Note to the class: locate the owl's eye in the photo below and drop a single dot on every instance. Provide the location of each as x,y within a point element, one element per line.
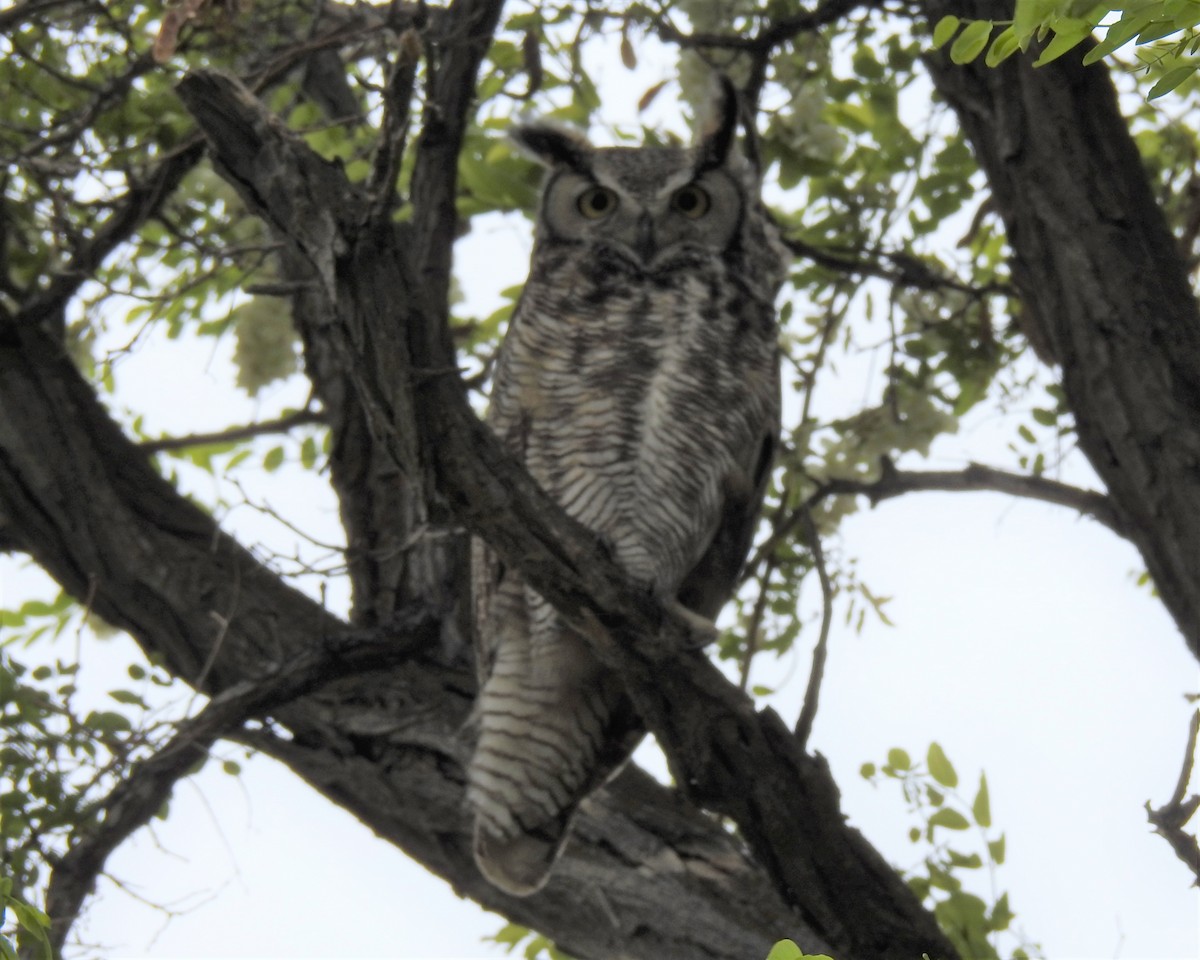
<point>691,201</point>
<point>597,203</point>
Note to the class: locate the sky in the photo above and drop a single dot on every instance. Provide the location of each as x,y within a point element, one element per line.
<point>1021,643</point>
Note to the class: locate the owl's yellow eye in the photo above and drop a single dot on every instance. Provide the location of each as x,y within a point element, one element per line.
<point>597,203</point>
<point>691,201</point>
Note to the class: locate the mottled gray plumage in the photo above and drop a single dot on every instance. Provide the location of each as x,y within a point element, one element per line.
+ + +
- [PROBLEM TO SOLVE]: Reproduce the entries from the line with "Note to the class: locate the sky" through the last entry, replacing "dot" with "mark" and keeping everything else the same.

- [RESPONSE TO THE EXERCISE]:
Note to the class: locate the sky in the photo above and drop a single mark on every instance. Provide the location of each as x,y within a point element, one element per line.
<point>1021,643</point>
Note to the class: locate the owl's yellow eye in the photo above and drop a single mark on every instance. Provide the location of each as x,y within a point element, one element per line.
<point>597,203</point>
<point>691,201</point>
Note to the class: locate the mottled gray plumage in the photo above and drop a single mark on every instance. Provide the location of each as x,y within a point element, one element per line.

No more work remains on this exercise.